Information given =
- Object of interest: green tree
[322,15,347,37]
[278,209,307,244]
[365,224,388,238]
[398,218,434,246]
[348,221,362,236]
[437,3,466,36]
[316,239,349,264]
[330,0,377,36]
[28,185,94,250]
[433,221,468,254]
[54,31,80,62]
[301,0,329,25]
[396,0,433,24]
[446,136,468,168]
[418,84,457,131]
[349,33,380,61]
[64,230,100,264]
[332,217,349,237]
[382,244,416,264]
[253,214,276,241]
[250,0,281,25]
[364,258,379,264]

Required task =
Present the rows above as a Markdown table with two columns, Row and Line, putting each row's number in the first and its text in the second. Omit any blank lines.

Output of the exercise =
| Row | Line |
|---|---|
| 1 | - Object of interest: green tree |
| 2 | [322,15,347,37] |
| 3 | [278,209,307,244] |
| 4 | [365,224,388,238] |
| 5 | [398,218,434,246] |
| 6 | [348,221,362,236] |
| 7 | [437,3,466,36] |
| 8 | [316,239,349,264] |
| 9 | [330,0,377,36] |
| 10 | [28,185,94,250] |
| 11 | [433,221,468,254] |
| 12 | [54,31,80,62] |
| 13 | [301,0,329,25] |
| 14 | [396,0,433,24] |
| 15 | [446,136,468,168] |
| 16 | [418,84,457,131] |
| 17 | [349,33,380,61] |
| 18 | [64,230,100,264] |
| 19 | [332,217,349,237] |
| 20 | [382,244,416,264] |
| 21 | [253,214,276,241] |
| 22 | [250,0,281,25] |
| 23 | [364,258,379,264] |